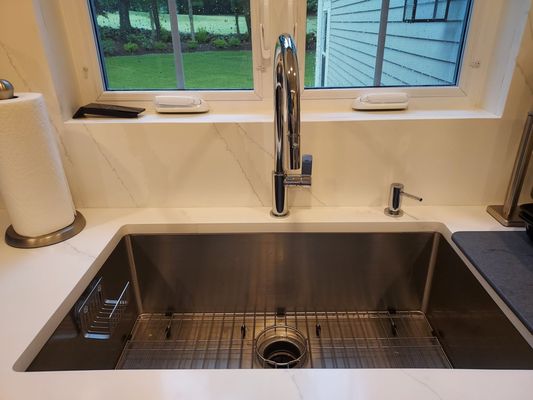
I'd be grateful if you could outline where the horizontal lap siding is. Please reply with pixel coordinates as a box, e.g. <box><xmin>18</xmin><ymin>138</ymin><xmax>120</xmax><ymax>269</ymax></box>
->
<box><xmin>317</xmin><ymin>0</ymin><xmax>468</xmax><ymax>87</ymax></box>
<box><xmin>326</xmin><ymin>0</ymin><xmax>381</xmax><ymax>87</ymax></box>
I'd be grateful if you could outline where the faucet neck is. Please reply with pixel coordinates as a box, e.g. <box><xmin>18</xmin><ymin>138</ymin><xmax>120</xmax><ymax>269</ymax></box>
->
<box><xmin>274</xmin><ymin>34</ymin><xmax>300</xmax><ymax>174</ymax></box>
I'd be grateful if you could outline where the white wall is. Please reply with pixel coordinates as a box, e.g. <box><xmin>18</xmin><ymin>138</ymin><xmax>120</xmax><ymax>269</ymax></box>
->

* * *

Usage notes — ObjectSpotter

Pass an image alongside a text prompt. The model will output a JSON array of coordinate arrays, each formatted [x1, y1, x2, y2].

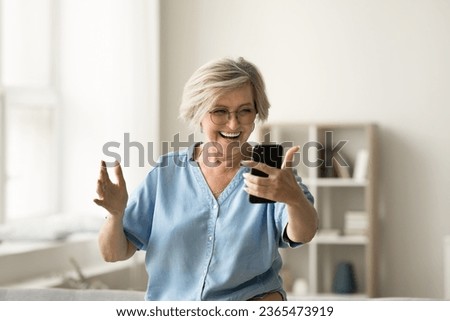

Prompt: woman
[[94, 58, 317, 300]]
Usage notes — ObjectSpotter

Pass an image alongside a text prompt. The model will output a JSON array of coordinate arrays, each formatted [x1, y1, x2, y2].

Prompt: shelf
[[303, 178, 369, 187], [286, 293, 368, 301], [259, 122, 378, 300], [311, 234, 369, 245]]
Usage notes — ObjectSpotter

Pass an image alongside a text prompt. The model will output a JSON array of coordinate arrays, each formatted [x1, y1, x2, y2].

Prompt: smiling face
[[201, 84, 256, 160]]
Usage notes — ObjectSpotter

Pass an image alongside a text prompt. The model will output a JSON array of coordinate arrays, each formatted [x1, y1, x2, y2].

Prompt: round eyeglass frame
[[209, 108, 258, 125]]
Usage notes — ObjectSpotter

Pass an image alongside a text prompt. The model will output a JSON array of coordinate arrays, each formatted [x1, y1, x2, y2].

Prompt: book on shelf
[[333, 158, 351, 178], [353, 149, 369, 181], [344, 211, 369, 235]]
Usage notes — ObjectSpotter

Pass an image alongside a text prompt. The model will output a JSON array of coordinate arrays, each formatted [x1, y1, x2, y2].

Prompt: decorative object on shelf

• **WRITTEN EXERCISE**
Locate each line in the material above that contains the string "pixel" and copy those lines.

• **ANSWER BELOW**
I'd be grateful if you could outline where the horizontal lap siding is. Please reply with pixel coordinates as a box, e.g. <box><xmin>18</xmin><ymin>138</ymin><xmax>120</xmax><ymax>269</ymax></box>
I'd be grateful if you could outline where the faucet neck is. Please reply with pixel coordinates as a box, e.g. <box><xmin>18</xmin><ymin>138</ymin><xmax>120</xmax><ymax>269</ymax></box>
I'd be grateful if you could outline where the white wall is. Please reply with pixel coordinates as a box, e.g. <box><xmin>18</xmin><ymin>138</ymin><xmax>120</xmax><ymax>269</ymax></box>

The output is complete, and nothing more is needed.